RECORDS FOR PROCESSING:

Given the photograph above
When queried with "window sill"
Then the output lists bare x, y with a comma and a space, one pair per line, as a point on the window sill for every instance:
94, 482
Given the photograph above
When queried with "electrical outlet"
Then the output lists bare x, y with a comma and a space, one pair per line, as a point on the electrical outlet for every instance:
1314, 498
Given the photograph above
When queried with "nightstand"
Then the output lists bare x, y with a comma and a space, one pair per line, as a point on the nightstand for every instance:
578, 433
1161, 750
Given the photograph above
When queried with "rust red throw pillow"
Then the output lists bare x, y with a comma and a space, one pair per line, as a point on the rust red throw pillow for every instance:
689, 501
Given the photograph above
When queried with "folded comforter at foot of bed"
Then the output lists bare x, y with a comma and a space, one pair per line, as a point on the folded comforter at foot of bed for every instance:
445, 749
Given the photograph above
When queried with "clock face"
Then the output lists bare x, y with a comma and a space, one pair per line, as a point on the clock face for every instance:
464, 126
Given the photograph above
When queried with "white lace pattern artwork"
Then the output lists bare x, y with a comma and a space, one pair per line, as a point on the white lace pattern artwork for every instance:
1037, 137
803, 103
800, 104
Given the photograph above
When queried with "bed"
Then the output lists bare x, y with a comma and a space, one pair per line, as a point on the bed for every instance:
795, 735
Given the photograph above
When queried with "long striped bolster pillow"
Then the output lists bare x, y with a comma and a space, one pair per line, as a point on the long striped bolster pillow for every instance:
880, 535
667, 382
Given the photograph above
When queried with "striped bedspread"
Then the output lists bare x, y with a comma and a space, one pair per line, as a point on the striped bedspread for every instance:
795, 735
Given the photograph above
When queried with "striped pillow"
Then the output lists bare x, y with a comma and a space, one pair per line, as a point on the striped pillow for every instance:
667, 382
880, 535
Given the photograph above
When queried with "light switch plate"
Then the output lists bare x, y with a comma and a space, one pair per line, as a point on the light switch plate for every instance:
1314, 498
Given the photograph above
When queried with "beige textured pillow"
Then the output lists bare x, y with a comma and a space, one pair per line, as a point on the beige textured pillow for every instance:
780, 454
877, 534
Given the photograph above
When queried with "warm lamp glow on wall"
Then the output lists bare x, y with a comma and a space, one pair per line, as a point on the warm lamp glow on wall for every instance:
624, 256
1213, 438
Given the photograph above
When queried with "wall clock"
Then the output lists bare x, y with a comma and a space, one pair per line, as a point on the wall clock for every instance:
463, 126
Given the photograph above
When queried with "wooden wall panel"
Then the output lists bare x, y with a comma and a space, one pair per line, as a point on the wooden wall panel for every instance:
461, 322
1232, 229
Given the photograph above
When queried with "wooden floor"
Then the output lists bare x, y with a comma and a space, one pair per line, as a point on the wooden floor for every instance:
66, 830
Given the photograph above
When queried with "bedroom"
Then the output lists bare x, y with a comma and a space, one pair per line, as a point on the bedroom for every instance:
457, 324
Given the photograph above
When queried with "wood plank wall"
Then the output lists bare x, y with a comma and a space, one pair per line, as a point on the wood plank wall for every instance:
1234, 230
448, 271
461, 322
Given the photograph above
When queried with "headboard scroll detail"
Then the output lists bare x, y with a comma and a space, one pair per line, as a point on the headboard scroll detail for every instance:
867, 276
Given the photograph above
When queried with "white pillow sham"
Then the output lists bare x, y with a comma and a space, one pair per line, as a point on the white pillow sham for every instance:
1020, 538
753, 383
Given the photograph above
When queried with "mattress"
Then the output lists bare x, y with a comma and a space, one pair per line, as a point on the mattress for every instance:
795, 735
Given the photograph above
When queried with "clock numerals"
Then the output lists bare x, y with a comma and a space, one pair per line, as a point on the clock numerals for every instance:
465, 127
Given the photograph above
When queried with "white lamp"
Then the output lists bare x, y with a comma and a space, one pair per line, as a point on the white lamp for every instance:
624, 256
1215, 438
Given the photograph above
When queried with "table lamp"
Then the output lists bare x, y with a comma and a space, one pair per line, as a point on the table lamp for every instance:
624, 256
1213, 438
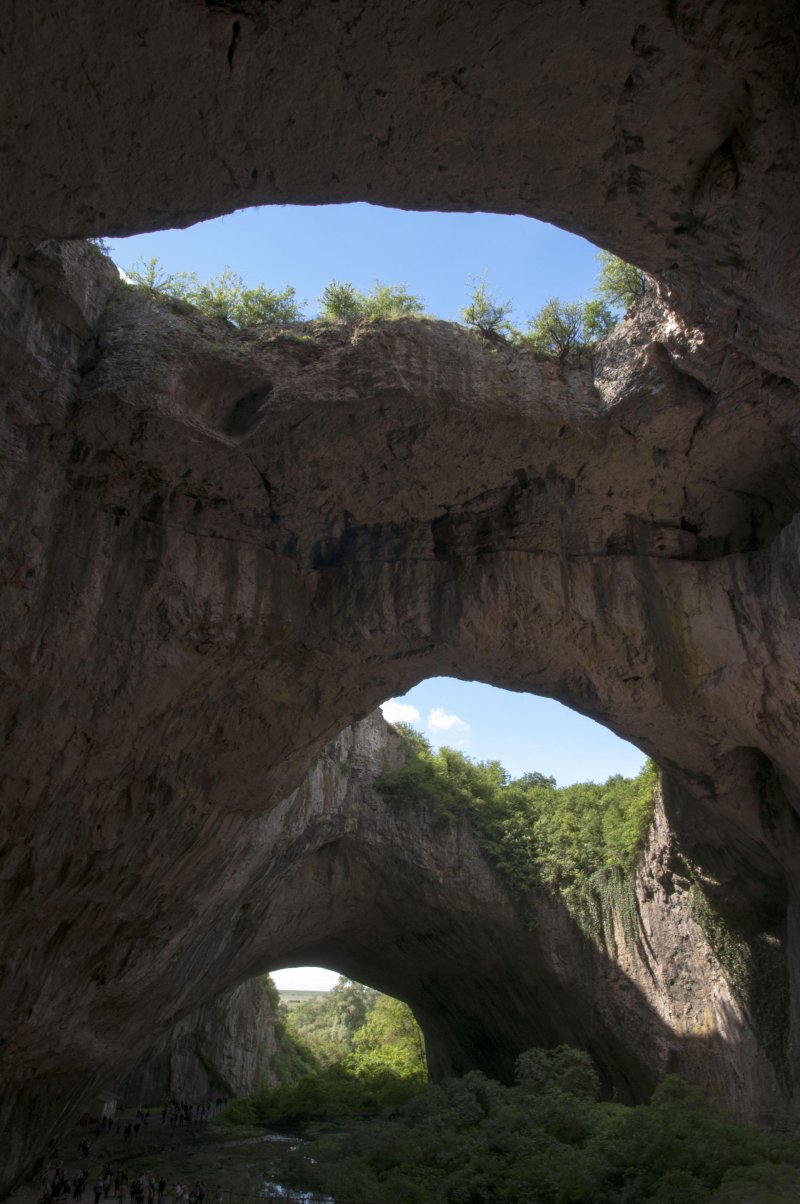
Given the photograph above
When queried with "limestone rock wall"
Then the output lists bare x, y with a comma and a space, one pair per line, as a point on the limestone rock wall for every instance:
224, 546
221, 548
227, 1048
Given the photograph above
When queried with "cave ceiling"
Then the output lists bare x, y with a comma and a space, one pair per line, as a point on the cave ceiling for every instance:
222, 547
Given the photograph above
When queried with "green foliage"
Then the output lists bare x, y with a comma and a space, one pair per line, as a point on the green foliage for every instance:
560, 1069
547, 1140
223, 296
150, 276
578, 840
389, 1039
330, 1093
619, 285
484, 313
563, 326
325, 1025
343, 302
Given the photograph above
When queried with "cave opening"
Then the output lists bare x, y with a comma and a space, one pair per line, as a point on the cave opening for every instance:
437, 257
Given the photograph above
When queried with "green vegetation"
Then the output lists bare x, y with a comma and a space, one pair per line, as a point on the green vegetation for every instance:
548, 1140
619, 285
578, 840
563, 326
357, 1050
223, 296
557, 330
343, 302
484, 313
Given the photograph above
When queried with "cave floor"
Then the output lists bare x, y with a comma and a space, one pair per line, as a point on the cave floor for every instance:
236, 1160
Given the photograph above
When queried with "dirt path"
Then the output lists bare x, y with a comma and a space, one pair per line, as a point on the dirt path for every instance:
230, 1163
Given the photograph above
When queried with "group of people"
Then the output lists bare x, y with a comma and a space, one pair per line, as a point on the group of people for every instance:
178, 1111
113, 1182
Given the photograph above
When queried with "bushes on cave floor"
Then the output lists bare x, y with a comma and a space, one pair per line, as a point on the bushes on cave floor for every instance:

BRIEF:
An exact reproduction of the data above is required, with every picture removed.

EXERCISE RESPONSE:
Given the photograph above
When queried with "window sill"
Then the output lists bare x, y with a comma and a space, one pair per line, as a point on the window sill for every instance:
94, 482
Given the photograph above
When queried with "electrical outlet"
Then the output lists bare x, y with a comma and a space, one pair per line, as a point on the electrical outlet for every instance:
1314, 498
Given the photograph above
When queried with "nightstand"
Then the output lists bare x, y with a comma and a space, one pair per line, as a point on the nightstand for every instance:
578, 433
1161, 750
Given the photograph above
When queried with "rust red throw pillow"
Then the output lists bare x, y with a comma and a space, one pair per line, as a point on the rust red throw pillow for every instance:
689, 501
Given the photograph above
When queried with "folded comforter at foot of bed"
Then the output lists bare x, y with a comma and a space, one pair per line, as a point on the folded comforter at foot of bed for every instance:
445, 749
Given the photograph above
When queried with "clock face"
Then the output lists bare x, y with a comma and a space, one pair per line, as a point on the clock face for every instance:
464, 126
Given the photograph above
When queried with "white lace pattern artwork"
Then the output lists bare x, y with a comma and a space, one pair per line, as a point on the white lace pattern artwork for every instance:
1037, 137
803, 103
800, 104
Given the photograph above
When queried with "bed"
Then the output lists bare x, y with a comma and a space, one pair per line, as a point on the bed for every instance:
795, 735
Given the photograph above
When queried with "long striped bolster pillow"
Then the output lists bare x, y with a comma and a space, one pair per line, as a point on the long striped bolster pillow for every instance:
880, 535
667, 382
Given the photograph above
When queried with "striped bedspread"
Then the output lists bare x, y with a comma and a space, one pair per line, as a point on the striped bedspread for every instance:
795, 735
Given the photograph above
When queried with "striped pillow"
Then the output lists bare x, y with a comma and a space, one pair per line, as a point on the striped pillow for every instance:
667, 382
880, 535
Given the photograph above
When queried with "light switch plate"
Then the output lists bare x, y with a comma and a space, one pair per line, as a point on the light switch plate for every instance:
1314, 498
Given the photograph above
When queried with "beige textured pillow"
Then the output lists bare x, y with a comma and a space, one pair per line, as a point on the beige textured pillow for every instance:
780, 454
877, 534
Given the photograph above
When queried with "warm lamp glow on wall"
Then the output lists bare x, y with a comma and a space, one pair per line, as a point on the warm lamp glow on wall for every instance:
624, 256
1213, 438
Given the photograph above
When queried with "wall clock"
Then the output lists bare x, y with a comma and a space, one pair per line, as a point on the wall clock for every instance:
463, 126
Given the photograph above
When queried with "wooden wall panel"
Then the output lists bare x, y with a comma and a space, one pair per line, as a point on the wooden wall panel for every instance:
461, 322
1232, 229
Given the photograph above
When queried with "wooden floor"
Then the output lists bare x, y with a comma and a space, one pair per line, as a point on the wooden floor for every instance:
66, 830
Given the photograph above
When queried with "bedroom"
Then the output lists bare x, y with a comma and a space, one pair per line, as a point on the bedroom for every instance:
457, 324
Given the photograph above
When queried with "wood plank wall"
Then the output lists bare x, y with a comma and a space, one pair per line, as a point on the wood plank wall for every instance:
1234, 230
448, 271
461, 322
Given the photograph above
When queried with "headboard scroll detail"
Then the output lists bare x, y with a comma and a space, one pair per line, as a point on the headboard scroll detail for every instance:
867, 276
Given the photograph above
When queried with "white pillow sham"
Then the output lists bare x, y with a comma and a space, one pair per line, as a point on the white pillow sham for every instance:
1020, 538
753, 383
Given the photograph above
When queried with "mattress"
Then the output lists bare x, y with a comma and a space, one pair per line, as a point on the mattress for every instance:
795, 735
Given the photograph above
When queried with "clock numerals"
Then the output lists bare x, y with a comma and a space, one pair per line, as a point on the clock numerals for every instance:
465, 127
Given the photograph above
When queried with "white lamp"
Then the output lists bare x, y with a comma and a space, one pair per line, as a point on the white lamp for every instance:
624, 256
1215, 438
Given the photograph above
When queried with "table lamp"
Then the output lists bare x, y with a comma and a space, one pair per line, as a point on the table lamp for every instance:
624, 256
1213, 438
Given the photograph above
When queried with "limestone rock wall"
Then the output lists bare x, y with a comma and a space, one pair per line, as a point on the limestone rock wall for every instance:
224, 546
221, 548
227, 1048
Given the photograph above
When queried with "cave ceiling"
Then the output lists bare x, y with a comma and a space, one pair per line, as a point on the cave ceiling for every instance:
222, 547
Given the photograph above
When queried with "green foliage"
Then the output lists bare x, y with a comma and a space, one pair per line, as a point on the green foliage for every instance:
560, 1069
547, 1140
223, 296
150, 276
578, 840
389, 1039
330, 1093
619, 285
484, 313
563, 326
325, 1025
343, 302
Given the photograph above
When queried with "cave opening"
Then the output lists bare x, y with a comma and a space, one pair per line, as a point on the cave opening for every instance:
437, 257
Given the photograph above
When queried with "green vegetation"
Then the output lists bare x, y with a comma and a space, one pair per line, as a point on the green vegetation for every instance:
548, 1140
619, 285
578, 840
563, 326
357, 1050
223, 296
557, 330
343, 302
484, 313
Given the photograph above
When queried with "cave floor"
Then the output lists bare x, y with a comma and a space, one pair per line, as a point on the cave floor for every instance:
236, 1160
Given the photograph above
When queried with "dirt path"
Then the output lists bare x, y with a comma and a space, one pair per line, as a point on the dirt path for every instance:
230, 1163
Given the photograph above
When queried with "group of people"
Then the output lists bare x, y with a comma and a space, one pair per line, as a point on the group of people for every instance:
178, 1111
113, 1182
Given the photograph above
When queried with "bushes on cave floor"
Then the output lists bare x, y with a comma and a space, one pair per line, as a point on the bushes on cave floor for every instance:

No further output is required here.